- Отрывок
+===+

Потанин В. Ф. (г. Курган)

Однажды на берегу Волги

Недавно, в своем Утятском, я пережил одну чудесную встречу. Мне привиделось, что я снова учусь в своем незабвенном Литературном институте, а самое главное, что я снова молод, снова полон сил и желаний. Но это, конечно, не все. Да, да… Самое чудное все-таки то, что я увидел себя в большой комнате нашего общежития, а за столом сидел писатель Юрий Селезнев. Это было почти как в кино: наше воображение порой вытворяет великие чудеса. Ну, конечно, конечно… И потому я мучительно вглядывался в это дорогое до боли лицо, а какой-то голос во мне все повторял: «Но как же, как же?.. Что за мираж? Ведь его уже нет на земле, а ты его видишь». И только прищурю глаза, а он снова рядом, рядом, можно ладонью дотронуться, можно даже о чем-то спросить. Но спросил первый он:

— Значит, условились? Я сейчас тебя буду экзаменовать… Выходит, обещанный роман ты так и не написал?

— Нет, нет…  — залепетал я смущенно и опустил глаза.

— Плохо, милый, никуда не годится. Ты же обещал написать о своих сельских учителях. Это же кровь твоя, — неужели тебя не пугает?..

— А что должно напугать? — ответил я с вызовом, а он улыбнулся в ответ своей пронзительной детской улыбкой:

— Жизнь наша, пути наши должны напугать… — И вдруг добавил строго и наставительно: — Забывать мы стали своих пророков. Э-э, да что говорить. Вот прочти в моей будущей книге, как великий Федор Михайлович разговаривал с сирыми да убогими, как помогал им. Да, да… Часто последнюю денежку выложит, а что до чувств! — Он покачал головой. В его синих глазах мелькнула усталость. А может, печаль. И через секунду опять продолжал: — А учительство наше тоже сирое и убогое. Кто только над ним не командовал, кто только не обижал. Ты помоги ему распрямиться…

— Я? — вырвалось у меня с каким-то испугом.

— А кто же, если не ты! Нужно ставить перед собой большие задачи. Порой один бывает сильнее целой толпы. Наши великие это знали и потому шли на бой…

— И часто проигрывали.

+===+

- Данные
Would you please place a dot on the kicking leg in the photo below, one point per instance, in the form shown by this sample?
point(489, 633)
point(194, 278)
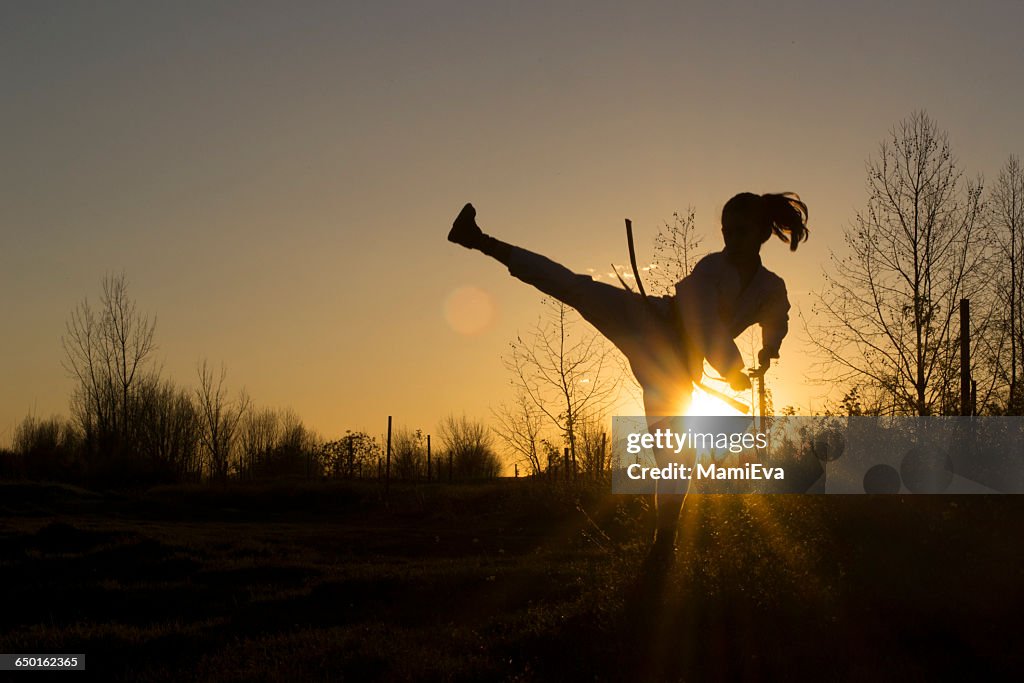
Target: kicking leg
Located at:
point(622, 316)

+===+

- Задания
1. Кто, согласно отрывку, сидел за столом в большой комнате общежития?
2. Замените в отрывке «Литературном институте» на «Педагогическом институте» и перепишите его часть между словами «Недавно, в своем» и «и не написал?» включительно.
3. Продолжите отрывок о чудесной встрече с писателем Юрием Селезневым, начав сразу после последней реплики.

- Ответы
1. Писатель Юрий Селезнев.

2.
Недавно, в своем Утятском, я пережил одну чудесную встречу. Мне привиделось, что я снова учусь в своем незабвенном Педагогическом институте, а самое главное, что я снова молод, снова полон сил и желаний. Но это, конечно, не все. Да, да… Самое чудное все-таки то, что я увидел себя в большой комнате нашего общежития, а за столом сидел писатель Юрий Селезнев. Это было почти как в кино: наше воображение порой вытворяет великие чудеса. Ну, конечно, конечно… И потому я мучительно вглядывался в это дорогое до боли лицо, а какой-то голос во мне все повторял: «Но как же, как же?.. Что за мираж? Ведь его уже нет на земле, а ты его видишь». И только прищурю глаза, а он снова рядом, рядом, можно ладонью дотронуться, можно даже о чем-то спросить. Но спросил первый он:

— Значит, условились? Я сейчас тебя буду экзаменовать… Выходит, обещанный роман ты так и не написал?

3.
— Ну-ну… — Он рассмеялся и потянулся за сигаретой. — Нам бы, милый, их поражения. Мелеют нынче не только моря, но и наши страницы… А я вот пишу сейчас, как Достоевский готовил свое слово о Пушкине. И ты знаешь… А впрочем говорить преждевременно. Примета худая. — И после этих слов он затих. И голова его, уже слегка поседевшая, как бы остановилась в пространстве, застыла. А потом пропало, смылось видение. И сколько бы я ни напрягал память, а больше вспомнить не мог ничего. Пропала и та наша комната, и тот разговор. Как это печально. Ведь мне о нем нужно было многое написать. На днях пришло письмо из Краснодарского книжного издательства — с его родины, а в том письме: «…выпускаем книгу воспоминаний о Юрии Ивановиче Селезневе. Вы с ним много встречались, дружили, потому приглашаем участвовать в нашем сборнике…» Вот и все слова, а сколько забот они мне принесли, сколько волнений... Вот и тогда я сидел на крылечке своего деревенского домика, смотрел на закатное солнце и горевал. «О чем же писать и как выделить главное? О чем же, подскажите мне, посоветуйте?..» — умоляла кого-то душа. Но кто подскажет, да и нужны ли в этом деле советчики. И тогда я открыл его книгу «Достоевский», изданную в серии «ЖЗЛ». Открыл и нашел то место, где великий прозаик говорит о великом поэте: «Голос его уже звенел в потрясенной тишине зала, время от времени взрывающейся овациями, и он продолжал:

— Да, Пушкин — истинно наш народный поэт, но и не было поэта с такою всемирною отзывчивостью, как Пушкин, и в этом смысле он явление невиданное и неслыханное, а по-нашему, и пророческое, ибо... ибо тут-то и выразилась наиболее его национальная русская сила, именно народность его поэзии, народность в дальнейшем своем развитии, народность нашего будущего, таящегося уже в настоящем, и выразилась пророчески...

— Жил бы Пушкин далее, — голос его снова опустился едва не до шепота, — так и между нами было бы, может быть, менее недоразумений и споров... Но Бог судил иначе. Пушкин умер в полном развитии своих сил и бесспорно унес с собою в гроб некоторую великую тайну. И вот мы теперь без него эту тайну разгадываем, — почти экстатически закончил он.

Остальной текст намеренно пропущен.